Lines of data

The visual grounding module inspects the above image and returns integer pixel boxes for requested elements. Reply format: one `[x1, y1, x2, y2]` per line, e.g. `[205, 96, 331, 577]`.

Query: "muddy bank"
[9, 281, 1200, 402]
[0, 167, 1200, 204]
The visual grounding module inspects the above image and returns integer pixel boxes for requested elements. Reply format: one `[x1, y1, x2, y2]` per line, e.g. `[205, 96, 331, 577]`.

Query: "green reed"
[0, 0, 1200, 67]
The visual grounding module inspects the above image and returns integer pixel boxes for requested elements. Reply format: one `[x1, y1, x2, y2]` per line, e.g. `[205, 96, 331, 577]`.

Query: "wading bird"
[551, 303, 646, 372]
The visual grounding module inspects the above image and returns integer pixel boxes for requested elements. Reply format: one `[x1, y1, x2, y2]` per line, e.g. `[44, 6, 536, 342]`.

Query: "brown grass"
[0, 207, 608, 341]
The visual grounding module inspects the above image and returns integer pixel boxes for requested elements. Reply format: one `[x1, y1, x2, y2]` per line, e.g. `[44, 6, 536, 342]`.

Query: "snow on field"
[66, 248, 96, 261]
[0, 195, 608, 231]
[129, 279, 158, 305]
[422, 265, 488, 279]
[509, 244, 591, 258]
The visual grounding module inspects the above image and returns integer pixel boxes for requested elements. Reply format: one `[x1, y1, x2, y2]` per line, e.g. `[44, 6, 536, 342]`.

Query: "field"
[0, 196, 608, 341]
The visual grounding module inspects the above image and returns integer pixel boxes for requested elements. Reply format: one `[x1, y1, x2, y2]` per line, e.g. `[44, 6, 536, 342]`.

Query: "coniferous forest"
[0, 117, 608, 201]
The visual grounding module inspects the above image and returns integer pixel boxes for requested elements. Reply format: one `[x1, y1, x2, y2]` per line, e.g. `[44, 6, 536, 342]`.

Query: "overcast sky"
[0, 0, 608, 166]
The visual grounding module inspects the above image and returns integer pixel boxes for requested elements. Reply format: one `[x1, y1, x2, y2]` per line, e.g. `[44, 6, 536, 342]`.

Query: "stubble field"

Given problem:
Format the data from its first line through the line containing "[0, 167, 1200, 204]", inclusive, as a JSON list of strings with one string per line, omitting blank lines.

Result for this task:
[
  "The visual grounding module inspects the above image and returns integer pixel boxes for requested elements. Reply format: one `[x1, y1, x2, y2]` per line, e.g. `[205, 96, 331, 577]`.",
  "Query: \"muddy bank\"",
  "[9, 281, 1200, 402]",
  "[0, 167, 1200, 204]"
]